====== Passage provided
Herbert Amry, Austria’s Ambassador to Greece, also confirmed that the Popular Front for the Liberation of Palestine-General Command, a breakaway faction of the Palestine Liberation Organization, headed by Ahmed Jibril will permit representatives of the International Red Cross, for the first time, to visit Shai and two other Israel Defense Force soldiers.

The latter, Nissim Salem and Yosef Grof, were known to be captives of Jibrils’ group. But Shai’s family had heard nothing of his fate nor did the IDF apparently know whether he was dead or alive.

Amry appeared at a press conference here today with Maj. Gen. Amos Yaron, head of the IDF manpower branch, former MK Shmuel Tamir who coordinates the government’s activities with respect to prisoner-of-war exchanges and another former MK, Arye Eliav, who, through contacts in the Austrian government, has obtained news of Israeli POWs captured in the Lebanon war.

Amry brought the families of the three soldiers letters, personal messages and photographs he had taken with each of the men at their places of captivity last week. He disclosed that the three Israelis were being held separately and had no contact with each other. The envoy said he did not know the locations that he was taken to for the meetings except that they were in or near Damascus.
============
====== Given data
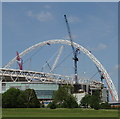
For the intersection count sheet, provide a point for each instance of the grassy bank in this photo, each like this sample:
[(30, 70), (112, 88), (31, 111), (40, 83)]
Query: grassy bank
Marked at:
[(38, 112)]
============
* Exercise requirements *
(a) In the news report about the captive Israeli soldiers, who heads the IDF manpower branch?
(b) Name everyone the news report about the captive Israeli soldiers says appeared at the press conference.
(c) Write the next part of the news report about the captive Israeli soldiers, starting right after its final sentence.

* The results *
(a) Maj. Gen. Amos Yaron

(b) Herbert Amry, Maj. Gen. Amos Yaron, Shmuel Tamir, Arye Eliav

(c)
DIDN’T KNOW HE BECOME A FATHER

He said Shai, a tank soldier, looked remarkably fit after two years in prison. He was not aware that he was the father of a two-year-old daughter, his wife having given birth shortly after he was posted missing in Lebanon.

Tamir said Jibril’s group acknowledged that Shai was their prisoner only after many months of quiet diplomacy and trips by Amry between Damascus and Tel Aviv via his legation in Athens. He said the fact that about 120 PLO men, most of them members of Jibril’s group, are still held prisoner in Israel apparently decided Jibril to permit Red Cross visits and to admit that Shai was being held.

According to Amry, this development brings closer the start of negotiations for a POW exchange between Israel and the Jibril group. But Tamir predicted that the negotiations, when they do begin, will be long and difficult.

Gen. Yaron said that the IDF has sufficient intelligence data to refute reports from Beirut that an IDF Druze soldier, Samir Assad, was killed when the Israel Air Force and Navy bombarded terrorist bases on Anarib island off the northern Lebanese port of Tripoli a week ago.